WHAT TO DO: Convert the lines of the listing below, from the one containing "the white car" through the end of the listing, inclusive, into a JSON list of strings. Use one string per line and leave out blank lines.

PROVIDED MATERIAL:
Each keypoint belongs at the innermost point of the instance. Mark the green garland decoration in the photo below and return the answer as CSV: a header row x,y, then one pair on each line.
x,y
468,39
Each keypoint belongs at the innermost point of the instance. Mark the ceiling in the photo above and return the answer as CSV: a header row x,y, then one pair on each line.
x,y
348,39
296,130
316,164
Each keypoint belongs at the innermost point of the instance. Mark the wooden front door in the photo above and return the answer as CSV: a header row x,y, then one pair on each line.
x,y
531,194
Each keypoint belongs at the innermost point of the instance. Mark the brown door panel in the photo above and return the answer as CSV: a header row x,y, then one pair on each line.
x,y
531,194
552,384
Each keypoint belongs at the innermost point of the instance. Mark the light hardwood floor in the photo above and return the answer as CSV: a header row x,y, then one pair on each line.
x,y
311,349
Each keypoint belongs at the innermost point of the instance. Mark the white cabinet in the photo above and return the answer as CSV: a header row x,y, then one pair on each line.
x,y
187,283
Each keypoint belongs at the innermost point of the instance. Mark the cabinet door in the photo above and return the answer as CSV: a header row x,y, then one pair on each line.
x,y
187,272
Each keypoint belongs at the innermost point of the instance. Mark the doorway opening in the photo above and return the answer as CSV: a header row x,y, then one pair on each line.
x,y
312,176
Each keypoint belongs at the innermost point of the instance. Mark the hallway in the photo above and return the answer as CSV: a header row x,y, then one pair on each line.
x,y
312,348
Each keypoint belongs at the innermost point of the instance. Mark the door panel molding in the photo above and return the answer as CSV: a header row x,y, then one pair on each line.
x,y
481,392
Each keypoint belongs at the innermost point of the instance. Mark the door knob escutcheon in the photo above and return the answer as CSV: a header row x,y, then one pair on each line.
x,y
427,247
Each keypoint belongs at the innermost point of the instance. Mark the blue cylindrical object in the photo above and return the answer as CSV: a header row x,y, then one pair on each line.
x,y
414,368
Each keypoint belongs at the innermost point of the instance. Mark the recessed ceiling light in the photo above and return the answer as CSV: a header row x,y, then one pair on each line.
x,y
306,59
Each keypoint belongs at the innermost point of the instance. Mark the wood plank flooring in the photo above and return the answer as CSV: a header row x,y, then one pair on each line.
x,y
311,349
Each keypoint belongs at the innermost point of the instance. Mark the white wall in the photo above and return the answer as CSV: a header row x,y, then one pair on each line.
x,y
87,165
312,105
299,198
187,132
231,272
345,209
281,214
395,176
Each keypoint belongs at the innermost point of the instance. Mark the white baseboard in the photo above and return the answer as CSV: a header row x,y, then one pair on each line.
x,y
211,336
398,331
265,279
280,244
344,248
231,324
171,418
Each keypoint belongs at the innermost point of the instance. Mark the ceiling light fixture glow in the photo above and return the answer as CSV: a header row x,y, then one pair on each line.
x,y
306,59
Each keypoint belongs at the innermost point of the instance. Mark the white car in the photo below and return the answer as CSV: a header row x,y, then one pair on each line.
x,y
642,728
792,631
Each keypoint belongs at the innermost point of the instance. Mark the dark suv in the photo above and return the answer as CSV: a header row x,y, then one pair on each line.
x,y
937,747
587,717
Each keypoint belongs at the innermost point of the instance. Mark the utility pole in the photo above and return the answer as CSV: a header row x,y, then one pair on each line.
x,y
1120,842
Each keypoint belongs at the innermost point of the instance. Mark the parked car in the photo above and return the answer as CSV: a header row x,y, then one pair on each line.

WRITTEN REPLY:
[
  "Each keypoint belongs at the innermost point of the instance. Mark the white car in the photo below and return the answer as CSV: a header row x,y, then one pair on each line.",
  "x,y",
  "642,728",
  "792,631",
  "Each keypoint belongs at the innermost point of the instance. Mark the dark suv in the photo above and return the answer as CSV: a header row x,y, then one pair on each line.",
  "x,y",
  "937,747",
  "587,717",
  "Each keypoint belongs at the innermost point of the instance. Mark the utility pole in the photo above and return the answer as CSV: a header row x,y, then one pair on each line.",
  "x,y",
  "1120,842",
  "Each keypoint belongs at the innermost point of the instance. Mark the parked car in the photo above and return the answer as CSV: a header row x,y, then one pair on each line."
]